(Coordinate annotation entries)
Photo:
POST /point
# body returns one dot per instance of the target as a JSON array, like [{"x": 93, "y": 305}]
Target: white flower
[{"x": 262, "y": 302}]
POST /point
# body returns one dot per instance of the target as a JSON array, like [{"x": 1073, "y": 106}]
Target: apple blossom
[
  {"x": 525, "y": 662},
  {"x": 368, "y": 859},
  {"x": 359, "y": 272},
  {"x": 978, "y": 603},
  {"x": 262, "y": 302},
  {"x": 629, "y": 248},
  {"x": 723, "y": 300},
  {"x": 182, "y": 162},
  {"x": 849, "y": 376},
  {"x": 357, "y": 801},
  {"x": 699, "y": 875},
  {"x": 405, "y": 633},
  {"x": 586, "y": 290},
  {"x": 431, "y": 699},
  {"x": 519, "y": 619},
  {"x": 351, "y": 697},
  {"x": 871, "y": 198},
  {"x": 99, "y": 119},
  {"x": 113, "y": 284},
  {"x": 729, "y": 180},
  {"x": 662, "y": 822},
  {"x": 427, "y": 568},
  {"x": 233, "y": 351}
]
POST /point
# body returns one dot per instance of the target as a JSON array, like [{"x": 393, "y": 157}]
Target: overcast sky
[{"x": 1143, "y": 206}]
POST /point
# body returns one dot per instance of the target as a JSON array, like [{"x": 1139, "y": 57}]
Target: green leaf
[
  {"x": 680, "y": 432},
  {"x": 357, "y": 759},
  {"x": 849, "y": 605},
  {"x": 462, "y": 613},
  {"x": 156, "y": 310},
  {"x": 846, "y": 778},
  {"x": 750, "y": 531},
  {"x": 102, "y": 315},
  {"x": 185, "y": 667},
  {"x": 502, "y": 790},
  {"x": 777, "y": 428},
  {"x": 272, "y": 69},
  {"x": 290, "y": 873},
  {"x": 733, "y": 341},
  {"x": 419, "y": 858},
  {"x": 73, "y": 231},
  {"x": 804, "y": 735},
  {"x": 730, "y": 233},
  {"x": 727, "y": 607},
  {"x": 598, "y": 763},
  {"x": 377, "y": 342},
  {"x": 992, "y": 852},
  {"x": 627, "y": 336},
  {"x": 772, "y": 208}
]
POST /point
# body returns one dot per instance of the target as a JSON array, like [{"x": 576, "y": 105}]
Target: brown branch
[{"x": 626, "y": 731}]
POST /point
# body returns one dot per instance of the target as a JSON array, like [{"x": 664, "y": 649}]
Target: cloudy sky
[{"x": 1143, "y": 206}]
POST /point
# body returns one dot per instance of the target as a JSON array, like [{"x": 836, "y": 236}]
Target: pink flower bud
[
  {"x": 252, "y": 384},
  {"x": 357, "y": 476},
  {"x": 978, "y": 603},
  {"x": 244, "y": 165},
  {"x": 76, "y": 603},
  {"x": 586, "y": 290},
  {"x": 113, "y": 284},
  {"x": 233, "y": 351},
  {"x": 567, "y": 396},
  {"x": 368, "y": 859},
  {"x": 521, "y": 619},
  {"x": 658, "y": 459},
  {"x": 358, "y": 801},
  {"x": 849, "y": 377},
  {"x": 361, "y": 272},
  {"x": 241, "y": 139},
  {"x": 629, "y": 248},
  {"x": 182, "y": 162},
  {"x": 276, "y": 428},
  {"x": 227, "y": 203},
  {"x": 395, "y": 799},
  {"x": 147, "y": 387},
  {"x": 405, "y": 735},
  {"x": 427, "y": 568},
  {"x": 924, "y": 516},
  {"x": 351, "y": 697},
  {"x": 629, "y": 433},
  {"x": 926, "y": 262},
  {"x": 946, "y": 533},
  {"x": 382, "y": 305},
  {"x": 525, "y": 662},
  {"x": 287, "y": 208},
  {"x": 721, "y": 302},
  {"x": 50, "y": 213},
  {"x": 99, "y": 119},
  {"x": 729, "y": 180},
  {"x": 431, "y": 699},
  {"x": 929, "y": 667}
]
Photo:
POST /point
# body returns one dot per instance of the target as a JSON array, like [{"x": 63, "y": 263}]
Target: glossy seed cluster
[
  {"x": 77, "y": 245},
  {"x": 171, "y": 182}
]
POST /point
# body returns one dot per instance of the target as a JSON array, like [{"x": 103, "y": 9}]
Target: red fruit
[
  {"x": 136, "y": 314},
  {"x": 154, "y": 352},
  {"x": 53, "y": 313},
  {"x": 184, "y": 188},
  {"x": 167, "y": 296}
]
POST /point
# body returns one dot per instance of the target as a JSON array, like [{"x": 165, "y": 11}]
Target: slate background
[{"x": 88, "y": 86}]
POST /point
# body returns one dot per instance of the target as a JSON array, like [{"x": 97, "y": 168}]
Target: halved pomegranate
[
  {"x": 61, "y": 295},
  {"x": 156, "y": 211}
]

**Short task**
Each line of the listing should be echoed back exactly.

**The result**
Photo:
POST /point
# body returns one dot per instance of the target as a JSON array, like [{"x": 93, "y": 305}]
Target: white flower
[{"x": 262, "y": 302}]
POST /point
# body returns one dot per instance of the target as a JSON array, like [{"x": 1073, "y": 106}]
Target: apple blossom
[
  {"x": 525, "y": 662},
  {"x": 368, "y": 859},
  {"x": 359, "y": 272},
  {"x": 978, "y": 603},
  {"x": 262, "y": 302},
  {"x": 629, "y": 248},
  {"x": 723, "y": 300},
  {"x": 182, "y": 162},
  {"x": 849, "y": 376},
  {"x": 357, "y": 801},
  {"x": 699, "y": 875},
  {"x": 405, "y": 633},
  {"x": 586, "y": 290},
  {"x": 431, "y": 699},
  {"x": 519, "y": 619},
  {"x": 351, "y": 697},
  {"x": 871, "y": 198},
  {"x": 99, "y": 119},
  {"x": 113, "y": 284},
  {"x": 729, "y": 180},
  {"x": 662, "y": 822},
  {"x": 427, "y": 568},
  {"x": 233, "y": 351}
]
POST /point
# body returns one dot per instance of the target as a JSON array, like [{"x": 393, "y": 157}]
Target: overcast sky
[{"x": 1143, "y": 206}]
POST /point
# body returns one dot per instance of the target as a JSON array, like [{"x": 1139, "y": 57}]
Target: green leaf
[
  {"x": 680, "y": 432},
  {"x": 357, "y": 759},
  {"x": 849, "y": 605},
  {"x": 462, "y": 613},
  {"x": 156, "y": 310},
  {"x": 846, "y": 778},
  {"x": 750, "y": 531},
  {"x": 102, "y": 315},
  {"x": 185, "y": 667},
  {"x": 502, "y": 790},
  {"x": 777, "y": 428},
  {"x": 272, "y": 69},
  {"x": 290, "y": 873},
  {"x": 733, "y": 341},
  {"x": 419, "y": 858},
  {"x": 73, "y": 231},
  {"x": 804, "y": 735},
  {"x": 730, "y": 233},
  {"x": 727, "y": 607},
  {"x": 598, "y": 763},
  {"x": 377, "y": 342},
  {"x": 992, "y": 852},
  {"x": 627, "y": 336},
  {"x": 772, "y": 208}
]
POST /point
# body returns one dot per instance of the target as a JSON array, like [{"x": 576, "y": 105}]
Target: brown branch
[{"x": 626, "y": 731}]
POST /point
# body returns one dot per instance of the target as a JSON array, like [{"x": 664, "y": 649}]
Target: cloudy sky
[{"x": 1143, "y": 206}]
POST /point
# body returns one dot per instance of the target as a JSON array, like [{"x": 836, "y": 236}]
Target: pink flower bud
[
  {"x": 252, "y": 384},
  {"x": 357, "y": 476},
  {"x": 978, "y": 603},
  {"x": 244, "y": 165},
  {"x": 76, "y": 603},
  {"x": 586, "y": 290},
  {"x": 113, "y": 284},
  {"x": 233, "y": 351},
  {"x": 567, "y": 396},
  {"x": 368, "y": 859},
  {"x": 521, "y": 619},
  {"x": 658, "y": 459},
  {"x": 358, "y": 801},
  {"x": 849, "y": 377},
  {"x": 361, "y": 272},
  {"x": 241, "y": 139},
  {"x": 629, "y": 248},
  {"x": 182, "y": 162},
  {"x": 276, "y": 428},
  {"x": 227, "y": 203},
  {"x": 395, "y": 799},
  {"x": 147, "y": 387},
  {"x": 405, "y": 735},
  {"x": 427, "y": 568},
  {"x": 924, "y": 516},
  {"x": 351, "y": 697},
  {"x": 629, "y": 433},
  {"x": 926, "y": 262},
  {"x": 946, "y": 533},
  {"x": 382, "y": 305},
  {"x": 525, "y": 662},
  {"x": 287, "y": 208},
  {"x": 721, "y": 302},
  {"x": 50, "y": 213},
  {"x": 99, "y": 119},
  {"x": 729, "y": 180},
  {"x": 431, "y": 699},
  {"x": 929, "y": 667}
]
Photo:
POST /point
# body returns one dot per instance of the target as a JSON array, like [{"x": 63, "y": 263}]
Target: glossy seed cluster
[
  {"x": 77, "y": 245},
  {"x": 171, "y": 182}
]
POST /point
# body returns one dot per instance of the target as a JSON array, like [{"x": 103, "y": 9}]
Target: red fruit
[
  {"x": 136, "y": 314},
  {"x": 154, "y": 352},
  {"x": 53, "y": 313},
  {"x": 184, "y": 188},
  {"x": 167, "y": 296}
]
POST /point
# body returns one dot per instance of the target as a JSON array, like [{"x": 165, "y": 11}]
Target: slate background
[{"x": 88, "y": 86}]
POST /point
# body returns one dot per instance of the target as a JSON array, like [{"x": 97, "y": 168}]
Target: halved pomegranate
[
  {"x": 61, "y": 295},
  {"x": 156, "y": 211}
]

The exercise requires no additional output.